(Natural-language object grounding data)

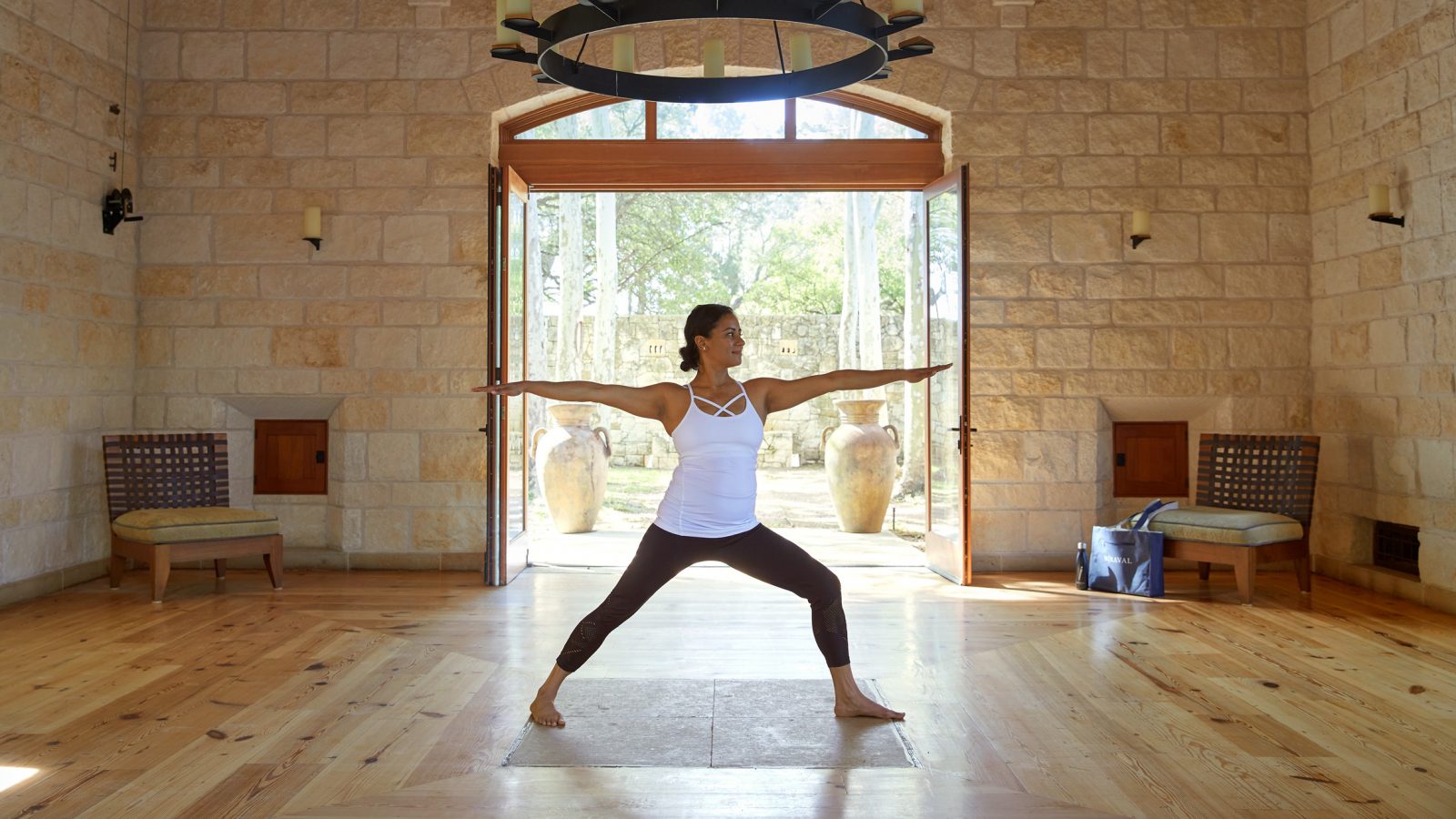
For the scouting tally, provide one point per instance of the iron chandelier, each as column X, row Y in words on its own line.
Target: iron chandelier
column 558, row 56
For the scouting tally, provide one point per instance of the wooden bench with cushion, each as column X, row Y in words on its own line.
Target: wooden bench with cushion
column 1254, row 501
column 167, row 497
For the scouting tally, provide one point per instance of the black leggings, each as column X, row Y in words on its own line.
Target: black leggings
column 757, row 552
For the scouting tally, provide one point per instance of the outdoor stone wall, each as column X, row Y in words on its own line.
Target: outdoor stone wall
column 1383, row 346
column 67, row 307
column 797, row 431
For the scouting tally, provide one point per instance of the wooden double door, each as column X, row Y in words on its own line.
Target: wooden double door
column 946, row 421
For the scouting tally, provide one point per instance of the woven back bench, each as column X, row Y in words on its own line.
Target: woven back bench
column 1254, row 504
column 167, row 500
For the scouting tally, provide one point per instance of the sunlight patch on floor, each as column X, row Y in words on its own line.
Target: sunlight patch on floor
column 12, row 775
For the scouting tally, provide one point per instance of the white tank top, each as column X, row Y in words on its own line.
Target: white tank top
column 713, row 486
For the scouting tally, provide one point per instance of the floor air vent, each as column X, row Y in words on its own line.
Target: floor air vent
column 1398, row 547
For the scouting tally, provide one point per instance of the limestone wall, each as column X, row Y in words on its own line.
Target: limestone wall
column 378, row 111
column 1092, row 109
column 1383, row 327
column 1069, row 114
column 67, row 309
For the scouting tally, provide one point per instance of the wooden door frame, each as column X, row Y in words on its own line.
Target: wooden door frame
column 499, row 564
column 735, row 165
column 958, row 181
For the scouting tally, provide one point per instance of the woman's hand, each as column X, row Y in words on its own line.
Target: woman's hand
column 919, row 375
column 509, row 389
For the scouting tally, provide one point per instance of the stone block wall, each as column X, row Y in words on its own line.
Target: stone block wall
column 1194, row 111
column 1383, row 298
column 380, row 114
column 67, row 307
column 383, row 113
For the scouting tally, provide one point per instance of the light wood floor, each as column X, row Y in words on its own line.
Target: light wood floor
column 392, row 694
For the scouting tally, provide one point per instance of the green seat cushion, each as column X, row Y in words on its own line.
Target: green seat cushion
column 193, row 523
column 1235, row 526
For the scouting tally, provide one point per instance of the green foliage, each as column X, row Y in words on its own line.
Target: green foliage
column 764, row 252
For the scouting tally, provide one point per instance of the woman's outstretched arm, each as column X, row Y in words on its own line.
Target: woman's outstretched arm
column 779, row 394
column 641, row 401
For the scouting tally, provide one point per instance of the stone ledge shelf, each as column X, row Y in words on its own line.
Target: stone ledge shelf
column 1014, row 12
column 286, row 407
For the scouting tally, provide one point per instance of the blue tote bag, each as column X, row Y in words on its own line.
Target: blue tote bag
column 1128, row 560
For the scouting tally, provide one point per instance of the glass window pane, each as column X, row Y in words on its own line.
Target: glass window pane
column 622, row 121
column 944, row 298
column 730, row 121
column 817, row 120
column 516, row 368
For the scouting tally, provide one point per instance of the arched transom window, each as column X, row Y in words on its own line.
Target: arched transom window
column 830, row 142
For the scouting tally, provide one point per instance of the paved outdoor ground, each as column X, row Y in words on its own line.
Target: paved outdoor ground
column 791, row 501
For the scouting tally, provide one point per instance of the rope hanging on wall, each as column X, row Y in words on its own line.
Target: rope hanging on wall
column 116, row 207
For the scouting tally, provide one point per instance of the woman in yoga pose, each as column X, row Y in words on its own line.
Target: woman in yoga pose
column 708, row 511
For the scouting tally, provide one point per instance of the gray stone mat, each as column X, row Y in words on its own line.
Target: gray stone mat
column 728, row 723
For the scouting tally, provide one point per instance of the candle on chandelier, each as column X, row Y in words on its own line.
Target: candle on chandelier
column 909, row 7
column 519, row 11
column 713, row 57
column 623, row 53
column 506, row 35
column 801, row 56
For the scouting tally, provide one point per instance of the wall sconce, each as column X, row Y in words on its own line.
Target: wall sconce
column 1142, row 228
column 313, row 227
column 1380, row 206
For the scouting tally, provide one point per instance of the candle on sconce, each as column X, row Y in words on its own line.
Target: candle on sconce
column 623, row 53
column 313, row 225
column 1142, row 223
column 801, row 56
column 1380, row 200
column 312, row 222
column 506, row 36
column 713, row 57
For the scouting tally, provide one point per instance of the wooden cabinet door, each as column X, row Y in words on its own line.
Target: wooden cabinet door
column 1150, row 460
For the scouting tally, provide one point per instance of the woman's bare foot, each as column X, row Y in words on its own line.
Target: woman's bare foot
column 865, row 707
column 545, row 713
column 851, row 702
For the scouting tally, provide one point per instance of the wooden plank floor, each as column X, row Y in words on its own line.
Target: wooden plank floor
column 398, row 694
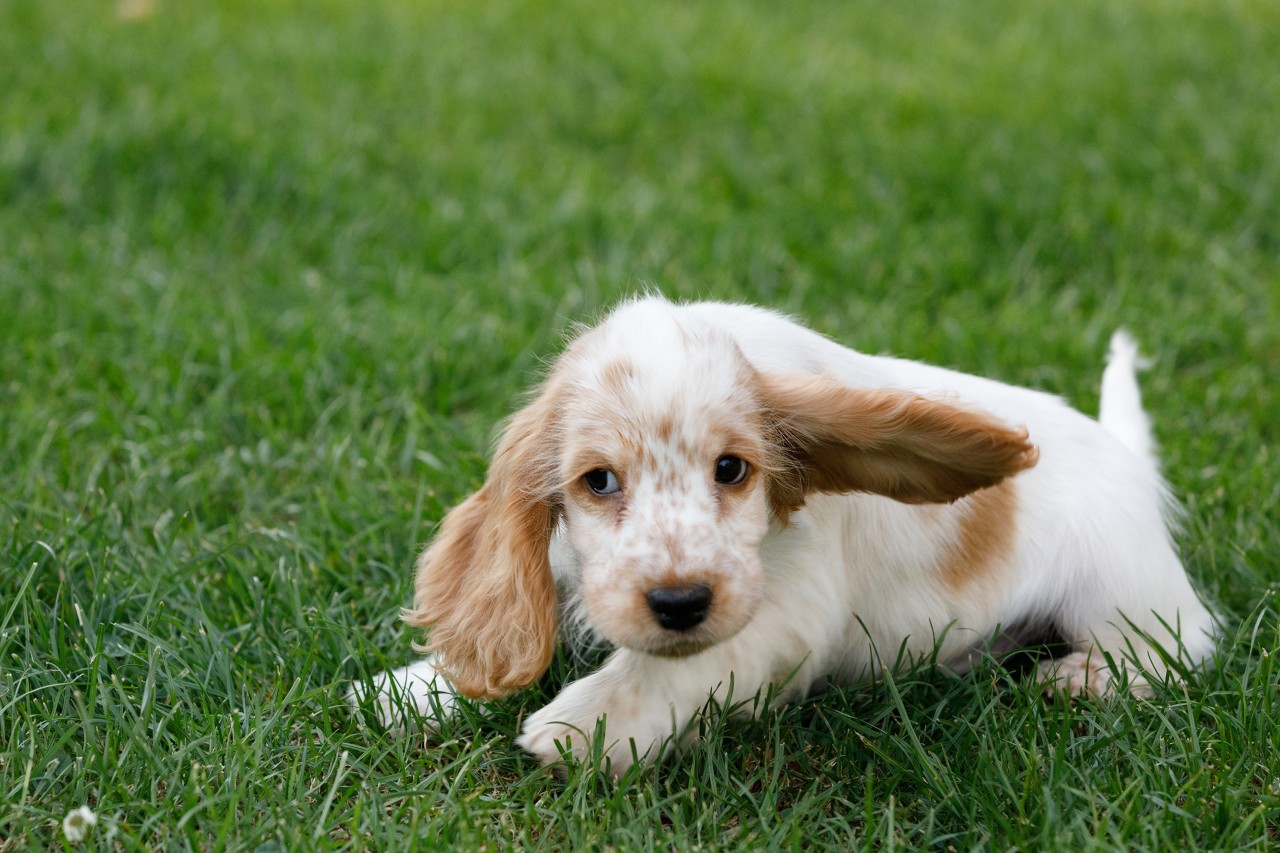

> **WHAT NEEDS TO BE DONE**
Reprint the entries above exactly, images removed.

> **THE COMPLETED TASK**
For the scouting tally, provide one point per instance of the iron chandelier, each as column X, row Y in words on its own line.
Target: iron chandelier
column 558, row 56
For the scouting tally, provide one point per instance of the wooden bench with cushion, each as column X, row Y in words on its own line.
Target: wooden bench with cushion
column 1254, row 501
column 167, row 497
For the scouting tally, provide one point per instance of the black leggings, each as column X, row Y in words on its own line.
Target: black leggings
column 757, row 552
For the scouting tally, provide one point per instance of the outdoor stone wall, each as column X, row Y in words on its own line.
Target: outdoor stone wall
column 1383, row 346
column 67, row 307
column 797, row 431
For the scouting tally, provide one point per instance of the wooden double door, each as column X, row Y in words on its own line.
Target: wooden double door
column 946, row 421
For the scouting tally, provide one point per instance of the woven back bench, each as column X, row Y in words on its own line.
Target: woven back bench
column 1254, row 504
column 167, row 500
For the scouting tally, provide one point per instance of the sunlight patch on floor, each as column X, row Y in words on its own line.
Target: sunlight patch on floor
column 12, row 775
For the scouting tally, provide one point per instance of the white tank top, each as column X, row Y in words on its own line.
Target: white tank top
column 713, row 486
For the scouting tally, provide one point per instance of the floor air vent, each as column X, row Y in words on its own line.
Target: floor air vent
column 1398, row 547
For the scouting tally, provide one point per instance of the limestone wall, each as column X, row Y in words on its own line.
Target: limestone wall
column 378, row 111
column 1092, row 109
column 1383, row 327
column 1069, row 114
column 67, row 309
For the scouting tally, provide one point per instance of the wooden door frame, each as column X, row Y in words on its own line.
Target: wooden door frame
column 499, row 564
column 735, row 165
column 958, row 181
For the scouting tally, provide one point per instance of the woman's hand, each as column X, row Y in words on its own line.
Target: woman's hand
column 919, row 375
column 509, row 389
For the scouting tally, provide one point per instance of the stone block wall, each as column X, row Y in words on its own line.
Target: stone block wall
column 1194, row 111
column 1383, row 298
column 380, row 114
column 67, row 307
column 383, row 113
For the scouting tally, provide one point per instance of the light wood floor, each as column X, row Y in words on its own line.
Target: light wood floor
column 392, row 694
For the scouting tally, provide one point per instance of the green seat cushion, each as column X, row Y in words on its own line.
Target: green seat cushion
column 193, row 523
column 1235, row 526
For the scouting tally, provide one point per instance of the green foliage, each as column X, row Y in words on its own line.
Target: green foliage
column 764, row 252
For the scouting tally, provide one point per instance of the woman's outstretched arm, each as column X, row Y in words on its own line.
Target: woman's outstretched arm
column 779, row 394
column 641, row 401
For the scouting tally, provide one point per instance of the stone ledge shelf, each as column X, row Y in words on its own line.
Target: stone ledge shelf
column 1014, row 12
column 286, row 407
For the scouting tally, provide one point per instance of the blue tote bag, each as column X, row Y in words on its own line.
Target: blue tote bag
column 1128, row 560
For the scouting tally, provide one point per instance of the glass window pane, each as column X, row Y in words on its own line.
Target: glass window pane
column 622, row 121
column 944, row 298
column 730, row 121
column 817, row 120
column 516, row 368
For the scouting tally, provide one point per instance of the arched transom window, each as column X, row Y in words on its own line.
Target: arched transom window
column 830, row 142
For the scouting tally, provide one point per instance of the paved outdoor ground, each as column X, row Y in words on its own line.
Target: paved outdoor ground
column 791, row 501
For the scouting tally, provide one point per instance of the rope hanging on wall, each as column X, row Y in words on its own line.
Target: rope hanging on wall
column 116, row 207
For the scouting tally, provide one point per instance of the woman in yoga pose, each as column X, row Y in words on its own line.
Target: woman in yoga pose
column 708, row 511
For the scouting tally, provide one point per instance of the gray stone mat, each as column X, row Y in words on its own line.
Target: gray stone mat
column 728, row 723
For the scouting tally, provide one point per instance of the candle on chandelier, each as column X, row Y in words on its own line.
Target: candle on chandelier
column 909, row 7
column 519, row 11
column 713, row 57
column 623, row 53
column 506, row 35
column 801, row 56
For the scouting tally, provide one point per instance of the wall sconce, each as column X, row Y in words on its own line.
Target: wall sconce
column 1142, row 228
column 313, row 227
column 1380, row 206
For the scouting tally, provide one point per instance of the candle on sconce, each as column X, row Y in words on its own line.
Target: candle on sconce
column 623, row 53
column 313, row 225
column 1142, row 223
column 801, row 56
column 1380, row 200
column 312, row 222
column 506, row 36
column 713, row 57
For the scouting tally, provide one point per instance of the wooden cabinet door, each as column X, row Y in words on its own line.
Target: wooden cabinet door
column 1150, row 460
For the scouting tally, provide one point per instance of the woman's bare foot, each as column X, row Y in words on its own line.
Target: woman's bare foot
column 865, row 707
column 545, row 713
column 851, row 702
For the scouting tally, provide one point per instance of the wooden plank floor, each as column X, row Y in words on its own line.
Target: wooden plank floor
column 398, row 694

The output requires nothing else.